── Listing

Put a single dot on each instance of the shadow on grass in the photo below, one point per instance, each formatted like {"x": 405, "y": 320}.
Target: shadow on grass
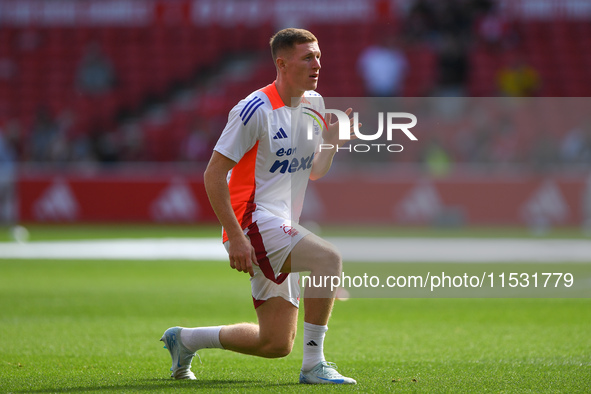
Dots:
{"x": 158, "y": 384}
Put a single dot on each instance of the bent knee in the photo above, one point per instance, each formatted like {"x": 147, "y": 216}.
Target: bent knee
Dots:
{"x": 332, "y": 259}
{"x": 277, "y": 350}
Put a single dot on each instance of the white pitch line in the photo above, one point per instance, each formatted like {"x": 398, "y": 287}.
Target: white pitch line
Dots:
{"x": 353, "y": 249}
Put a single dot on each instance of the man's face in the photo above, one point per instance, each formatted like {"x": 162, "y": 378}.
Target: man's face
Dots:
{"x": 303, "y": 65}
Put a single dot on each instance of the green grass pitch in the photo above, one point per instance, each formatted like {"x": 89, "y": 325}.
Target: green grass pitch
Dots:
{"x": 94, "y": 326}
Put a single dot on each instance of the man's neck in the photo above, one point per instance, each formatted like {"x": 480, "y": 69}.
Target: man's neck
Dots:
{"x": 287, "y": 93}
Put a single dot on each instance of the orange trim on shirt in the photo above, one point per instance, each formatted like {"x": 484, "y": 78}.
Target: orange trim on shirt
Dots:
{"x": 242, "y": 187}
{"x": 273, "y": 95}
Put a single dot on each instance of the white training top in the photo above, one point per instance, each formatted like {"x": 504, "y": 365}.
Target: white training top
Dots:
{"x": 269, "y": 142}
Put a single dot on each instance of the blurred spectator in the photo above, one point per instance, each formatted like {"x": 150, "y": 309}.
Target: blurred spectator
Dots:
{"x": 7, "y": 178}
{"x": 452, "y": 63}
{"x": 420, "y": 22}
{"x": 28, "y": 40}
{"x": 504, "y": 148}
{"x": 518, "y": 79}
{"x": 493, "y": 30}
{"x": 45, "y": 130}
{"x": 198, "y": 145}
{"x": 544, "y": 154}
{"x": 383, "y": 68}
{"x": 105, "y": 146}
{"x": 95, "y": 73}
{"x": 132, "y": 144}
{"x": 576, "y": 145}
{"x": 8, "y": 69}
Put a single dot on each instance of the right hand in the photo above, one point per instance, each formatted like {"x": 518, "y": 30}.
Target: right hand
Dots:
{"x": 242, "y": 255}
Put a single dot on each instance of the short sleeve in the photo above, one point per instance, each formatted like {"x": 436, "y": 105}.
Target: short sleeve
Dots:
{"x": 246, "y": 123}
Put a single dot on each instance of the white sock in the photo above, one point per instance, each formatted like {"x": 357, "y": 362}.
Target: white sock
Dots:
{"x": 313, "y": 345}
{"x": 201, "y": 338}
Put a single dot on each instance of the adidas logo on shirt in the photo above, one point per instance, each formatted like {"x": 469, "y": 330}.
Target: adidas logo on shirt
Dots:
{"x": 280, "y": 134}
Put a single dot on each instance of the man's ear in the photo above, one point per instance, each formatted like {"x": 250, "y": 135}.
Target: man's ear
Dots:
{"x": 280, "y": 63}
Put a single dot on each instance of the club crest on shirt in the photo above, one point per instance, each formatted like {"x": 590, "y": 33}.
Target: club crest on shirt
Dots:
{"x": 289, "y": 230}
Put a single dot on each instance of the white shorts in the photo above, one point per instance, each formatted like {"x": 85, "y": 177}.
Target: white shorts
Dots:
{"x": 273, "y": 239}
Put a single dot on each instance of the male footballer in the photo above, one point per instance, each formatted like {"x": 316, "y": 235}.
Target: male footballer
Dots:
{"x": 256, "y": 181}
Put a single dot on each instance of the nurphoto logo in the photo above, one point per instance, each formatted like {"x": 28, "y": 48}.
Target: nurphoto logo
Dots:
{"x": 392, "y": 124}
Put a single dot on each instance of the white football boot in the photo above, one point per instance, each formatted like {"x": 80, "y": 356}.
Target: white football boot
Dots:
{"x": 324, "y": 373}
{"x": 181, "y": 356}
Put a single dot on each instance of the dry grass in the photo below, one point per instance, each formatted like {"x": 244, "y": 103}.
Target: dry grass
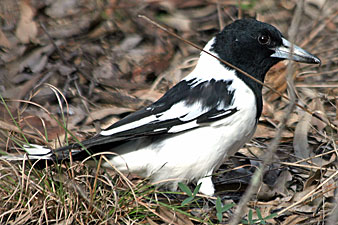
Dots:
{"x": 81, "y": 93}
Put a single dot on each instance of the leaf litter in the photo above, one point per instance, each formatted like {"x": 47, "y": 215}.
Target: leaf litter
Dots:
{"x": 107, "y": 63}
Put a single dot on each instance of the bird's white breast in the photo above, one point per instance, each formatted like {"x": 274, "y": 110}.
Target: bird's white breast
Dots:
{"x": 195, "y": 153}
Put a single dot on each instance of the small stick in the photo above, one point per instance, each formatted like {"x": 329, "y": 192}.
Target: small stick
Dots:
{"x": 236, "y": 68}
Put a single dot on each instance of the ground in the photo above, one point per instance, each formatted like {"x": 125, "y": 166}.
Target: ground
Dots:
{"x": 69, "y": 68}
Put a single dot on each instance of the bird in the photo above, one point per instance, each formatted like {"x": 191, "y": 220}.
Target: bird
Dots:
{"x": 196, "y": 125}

────
── Listing

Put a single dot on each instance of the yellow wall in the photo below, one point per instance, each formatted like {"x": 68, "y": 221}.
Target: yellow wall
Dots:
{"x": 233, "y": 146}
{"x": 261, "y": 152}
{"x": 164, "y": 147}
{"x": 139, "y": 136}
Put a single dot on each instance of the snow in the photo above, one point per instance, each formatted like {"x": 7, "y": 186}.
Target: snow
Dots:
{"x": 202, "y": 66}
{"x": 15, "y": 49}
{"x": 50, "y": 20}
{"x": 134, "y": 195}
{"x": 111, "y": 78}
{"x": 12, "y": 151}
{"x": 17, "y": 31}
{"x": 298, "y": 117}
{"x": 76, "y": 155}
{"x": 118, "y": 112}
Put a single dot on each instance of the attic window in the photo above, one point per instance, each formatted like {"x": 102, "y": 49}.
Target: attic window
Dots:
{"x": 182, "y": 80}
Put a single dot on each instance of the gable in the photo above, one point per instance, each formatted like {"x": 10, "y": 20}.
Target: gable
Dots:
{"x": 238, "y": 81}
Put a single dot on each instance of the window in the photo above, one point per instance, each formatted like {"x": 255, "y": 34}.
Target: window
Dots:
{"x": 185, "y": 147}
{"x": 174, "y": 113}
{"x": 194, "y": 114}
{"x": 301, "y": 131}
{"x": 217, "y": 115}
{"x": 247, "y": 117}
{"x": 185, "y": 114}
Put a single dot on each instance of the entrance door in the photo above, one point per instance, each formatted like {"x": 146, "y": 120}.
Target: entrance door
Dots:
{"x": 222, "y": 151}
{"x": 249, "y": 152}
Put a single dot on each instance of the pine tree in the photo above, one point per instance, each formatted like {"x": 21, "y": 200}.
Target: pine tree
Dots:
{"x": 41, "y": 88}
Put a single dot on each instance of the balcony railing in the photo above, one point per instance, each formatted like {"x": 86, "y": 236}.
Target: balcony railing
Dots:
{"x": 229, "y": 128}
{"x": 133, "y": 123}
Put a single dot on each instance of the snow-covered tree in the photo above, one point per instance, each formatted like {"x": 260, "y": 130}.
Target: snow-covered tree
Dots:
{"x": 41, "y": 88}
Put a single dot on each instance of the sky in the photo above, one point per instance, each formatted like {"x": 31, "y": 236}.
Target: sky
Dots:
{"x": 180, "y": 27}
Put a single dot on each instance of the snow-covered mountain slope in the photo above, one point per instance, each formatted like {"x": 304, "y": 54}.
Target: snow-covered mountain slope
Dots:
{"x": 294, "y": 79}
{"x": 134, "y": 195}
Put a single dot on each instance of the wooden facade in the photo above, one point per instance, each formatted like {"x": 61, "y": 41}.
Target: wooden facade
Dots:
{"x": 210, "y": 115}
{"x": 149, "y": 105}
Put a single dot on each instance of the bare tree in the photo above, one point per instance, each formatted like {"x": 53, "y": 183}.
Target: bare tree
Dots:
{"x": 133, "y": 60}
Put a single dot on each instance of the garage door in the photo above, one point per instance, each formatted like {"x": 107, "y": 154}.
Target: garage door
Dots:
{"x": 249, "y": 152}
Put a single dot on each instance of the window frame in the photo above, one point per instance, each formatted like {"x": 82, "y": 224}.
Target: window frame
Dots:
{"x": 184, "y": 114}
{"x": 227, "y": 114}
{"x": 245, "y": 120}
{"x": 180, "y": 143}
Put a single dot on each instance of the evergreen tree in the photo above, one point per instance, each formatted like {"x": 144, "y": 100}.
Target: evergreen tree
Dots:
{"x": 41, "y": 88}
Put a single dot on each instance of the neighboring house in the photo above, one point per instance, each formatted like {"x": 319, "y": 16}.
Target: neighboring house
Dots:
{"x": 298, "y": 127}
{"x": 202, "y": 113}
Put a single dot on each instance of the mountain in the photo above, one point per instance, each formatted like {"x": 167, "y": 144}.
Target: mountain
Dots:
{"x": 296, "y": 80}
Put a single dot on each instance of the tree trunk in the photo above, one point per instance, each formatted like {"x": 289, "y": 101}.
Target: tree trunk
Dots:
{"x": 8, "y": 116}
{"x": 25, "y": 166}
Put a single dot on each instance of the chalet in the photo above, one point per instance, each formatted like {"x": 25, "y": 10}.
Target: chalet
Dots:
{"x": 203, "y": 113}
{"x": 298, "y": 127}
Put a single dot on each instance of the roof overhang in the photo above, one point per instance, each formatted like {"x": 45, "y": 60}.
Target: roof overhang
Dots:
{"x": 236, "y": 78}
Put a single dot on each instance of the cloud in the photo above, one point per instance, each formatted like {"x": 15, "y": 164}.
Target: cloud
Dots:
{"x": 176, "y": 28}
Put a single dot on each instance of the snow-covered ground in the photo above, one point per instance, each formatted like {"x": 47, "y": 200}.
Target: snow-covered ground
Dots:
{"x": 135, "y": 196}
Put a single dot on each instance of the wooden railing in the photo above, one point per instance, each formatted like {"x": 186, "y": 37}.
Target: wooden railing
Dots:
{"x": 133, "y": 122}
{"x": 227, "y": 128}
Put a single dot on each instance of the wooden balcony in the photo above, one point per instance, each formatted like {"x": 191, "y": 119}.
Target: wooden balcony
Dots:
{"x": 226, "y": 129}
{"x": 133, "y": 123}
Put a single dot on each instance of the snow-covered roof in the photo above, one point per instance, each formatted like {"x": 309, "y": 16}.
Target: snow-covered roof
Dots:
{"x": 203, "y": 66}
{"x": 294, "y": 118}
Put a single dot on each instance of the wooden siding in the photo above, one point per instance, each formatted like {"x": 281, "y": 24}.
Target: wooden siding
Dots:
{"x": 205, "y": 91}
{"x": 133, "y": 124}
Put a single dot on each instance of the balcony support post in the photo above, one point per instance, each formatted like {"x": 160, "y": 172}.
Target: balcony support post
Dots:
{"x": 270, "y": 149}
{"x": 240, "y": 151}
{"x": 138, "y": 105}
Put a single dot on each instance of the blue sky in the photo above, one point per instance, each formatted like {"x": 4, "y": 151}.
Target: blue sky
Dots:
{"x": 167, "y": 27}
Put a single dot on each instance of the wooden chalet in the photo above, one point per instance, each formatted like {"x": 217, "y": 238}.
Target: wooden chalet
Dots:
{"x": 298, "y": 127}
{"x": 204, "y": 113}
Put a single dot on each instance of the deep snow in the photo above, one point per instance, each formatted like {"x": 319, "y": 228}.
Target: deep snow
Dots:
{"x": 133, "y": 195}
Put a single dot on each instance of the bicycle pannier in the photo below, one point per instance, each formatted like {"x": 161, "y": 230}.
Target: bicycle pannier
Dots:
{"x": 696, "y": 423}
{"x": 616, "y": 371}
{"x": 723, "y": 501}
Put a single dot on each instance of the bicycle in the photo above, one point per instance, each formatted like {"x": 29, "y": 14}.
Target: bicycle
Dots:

────

Pull out every line of the rows above that contains the string "door", and list each line on its own.

* **Result of this exercise**:
Put a single dot on each instance of the entrance door in the photo above, one point per instance, each formatted like {"x": 146, "y": 120}.
Target: entrance door
Put a single dot on each instance of the garage door in the photo above, one point per instance, each formatted like {"x": 107, "y": 154}.
Target: garage door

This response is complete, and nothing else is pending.